== SUPPLIED PASSAGE ==
###

= Kents Cavern 4 maxilla =

Hominin fossil

The Kents Cavern 4 maxilla is a human fossil consisting of a right canine, third premolar, and first molar as well as the bone holding them together including a small piece of palate. The fossil was found in 1927 at Kents Cavern, a limestone cave in Torquay, Devon, England.

The maxilla was uncovered at a depth of 10 ft 6 in and was located directly beneath a key ‘granular stalagmite’ at the site, which was used as a datum during excavations undertaken between 1926 and 1941 by the Torquay Natural History Society. The discovery of the KC4 maxilla was important because it became the earliest direct dated anatomically modern human (AMH) fossil yet discovered from a northwestern European site. Moreover the date obtained via a Bayesian statistical-modelling method provides evidence for the coexistence of anatomically modern humans and Neanderthals.

== Dating and re-dating ==

When the maxilla was excavated in 1927, it was analyzed by Sir Arthur Keith and determined to be of anatomically modern type. In 1989 researchers at Oxford University direct dated the maxilla via accelerator mass spectrometry (AMS), and obtained a date range of 30,900 ± 900 radiocarbon years (yr 14C) BP or approximately 35,000 old. This date confirmed Keith’s ascribed Upper Palaeolithic age for the fossil, while also reinforcing then-current views on the dating and modern human associations of the Aurignacian industry in north-western Europe. However research conducted in the late 2000s identified problems with the accuracy of many 14C dates from the Middle to Upper Paleolithic, especially dates that were obtained during the early stages of the technique. The initial dating of KC4 was further scrutinized when traces of modern glue, which was used to repair the bone shortly after being discovered, were found to have contaminated the surface of the fossil.

###

== DATA EXTRACT ==
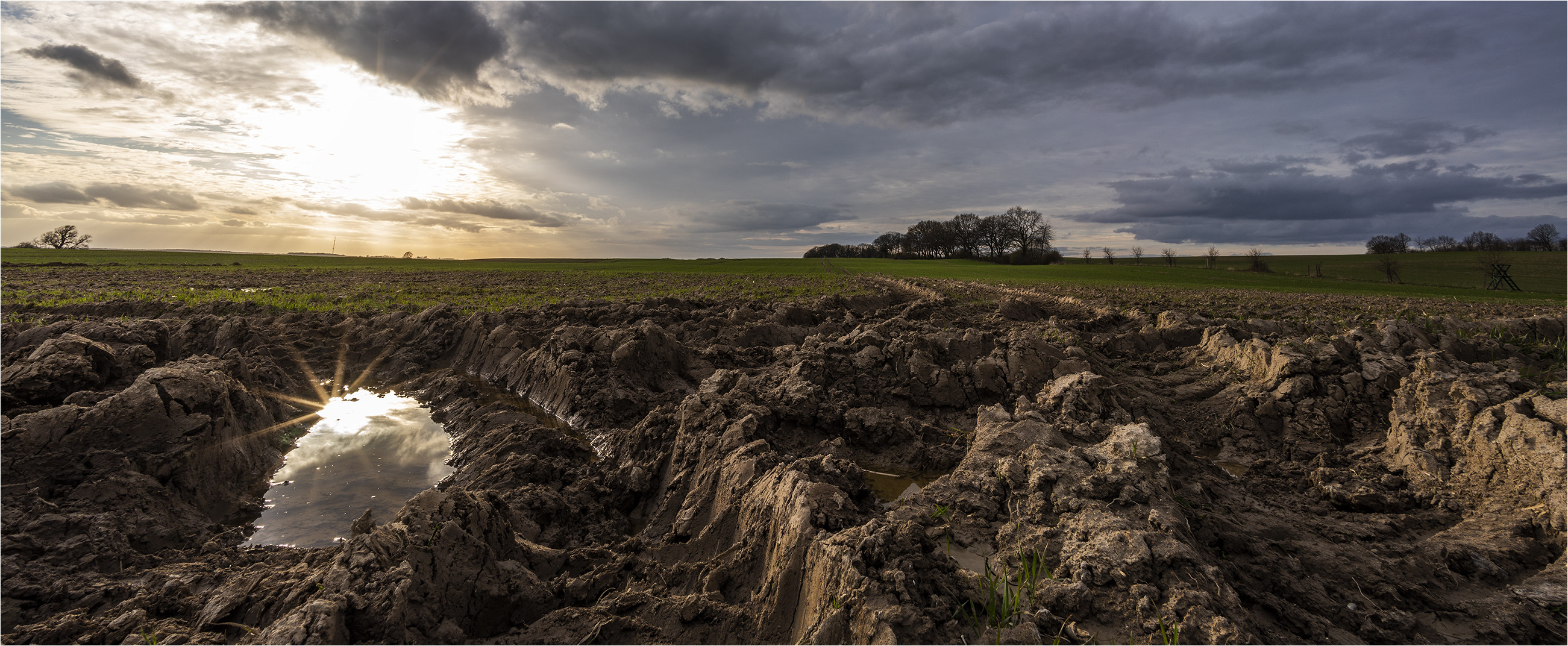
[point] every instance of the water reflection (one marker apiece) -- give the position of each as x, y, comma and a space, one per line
369, 451
892, 486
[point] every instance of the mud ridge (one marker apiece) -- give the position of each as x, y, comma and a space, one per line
698, 475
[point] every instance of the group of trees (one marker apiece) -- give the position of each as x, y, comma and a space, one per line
1543, 237
64, 237
1020, 236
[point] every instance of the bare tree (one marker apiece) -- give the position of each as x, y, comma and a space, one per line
1484, 240
1388, 243
1542, 237
64, 237
888, 242
1390, 266
1443, 243
993, 234
1029, 231
1255, 256
967, 233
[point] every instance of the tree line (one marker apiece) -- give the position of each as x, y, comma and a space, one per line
1020, 236
1543, 237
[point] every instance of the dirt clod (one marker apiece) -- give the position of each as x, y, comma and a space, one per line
684, 472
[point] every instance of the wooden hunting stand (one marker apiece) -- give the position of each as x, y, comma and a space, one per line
1499, 277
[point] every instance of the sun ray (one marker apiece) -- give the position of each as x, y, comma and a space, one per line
300, 400
309, 375
337, 371
384, 353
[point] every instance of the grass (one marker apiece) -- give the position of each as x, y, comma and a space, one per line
363, 284
1006, 593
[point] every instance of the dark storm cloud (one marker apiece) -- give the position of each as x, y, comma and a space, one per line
1408, 140
92, 64
943, 63
485, 209
1305, 207
433, 48
52, 193
131, 196
741, 215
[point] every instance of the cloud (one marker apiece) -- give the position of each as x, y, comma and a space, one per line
739, 215
129, 196
488, 209
433, 48
52, 193
143, 218
121, 195
237, 222
1293, 206
92, 64
1410, 140
943, 63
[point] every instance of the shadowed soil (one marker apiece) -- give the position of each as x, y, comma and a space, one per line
1250, 482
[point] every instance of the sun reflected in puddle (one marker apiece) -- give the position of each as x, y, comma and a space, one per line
369, 451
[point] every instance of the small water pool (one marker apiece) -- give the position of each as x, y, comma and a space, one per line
894, 486
369, 451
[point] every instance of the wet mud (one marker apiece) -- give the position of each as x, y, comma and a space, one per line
697, 472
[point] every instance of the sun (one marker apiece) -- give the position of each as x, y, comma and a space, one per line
364, 142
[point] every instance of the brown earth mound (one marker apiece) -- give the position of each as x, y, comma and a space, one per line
1106, 477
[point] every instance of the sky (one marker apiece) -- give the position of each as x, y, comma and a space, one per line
764, 129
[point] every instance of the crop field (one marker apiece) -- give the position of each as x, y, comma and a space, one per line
40, 280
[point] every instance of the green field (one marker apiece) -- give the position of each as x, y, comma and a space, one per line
337, 283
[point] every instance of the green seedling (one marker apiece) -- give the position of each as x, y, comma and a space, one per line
1004, 597
1170, 636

###

Continue the Kents Cavern 4 maxilla article from its last sentence.

Due to this contamination additional testing of the fossil was determined to be necessary to confirm the date of the fossil. The bone did not contain enough uncontaminated surface area to re-date. This lack of adequate sample size was addressed when the research utilized the research archives from the Torquay Museum to obtain samples of other animal bones which had been excavate at Kent’s Cavern. These bones were obtained from strata with recorded depths both above and below the spot where the maxilla was found. The bone, which included cave bear and woolly rhinoceros obtained from close proximity to the maxilla, were then radiocarbon dated. All sampled bones where established as having dates from between 50,000 and 26,000 years old. By applying this information into a Bayesian statistical-modelling method, researchers were able to obtain an age for the maxilla that was between 44,000 and 41,000 years old.

== Anatomically Modern Human vs. Neanderthal ==

Since a date of 44,000 to 41,000 moves the maxilla, and the presence of anatomically modern humans, back to a period when Neanderthals were still populating Europe, scientists endeavored to further study the morphology and genetics of the teeth and maxilla to confirm it was not in fact of Neanderthal origin. An attempt was made to extract mitochondrial DNA from one of the teeth, but there were insufficient amounts for valid DNA sequencing. To more accurately measure the morphology of the teeth against both AMH and Neanderthal traits a virtual three-dimensional model of the maxilla was generated from a CT scan. Using this detailed model both the external and internal shapes of the teeth with samples of AMH and Neanderthal fossils from several different sites. The Kent’s Cavern maxilla was determined to possess early modern human characteristics in all but 3 of the 16 dental characteristics examined, leading the researchers to re-confirm it as an anatomically modern human fossil.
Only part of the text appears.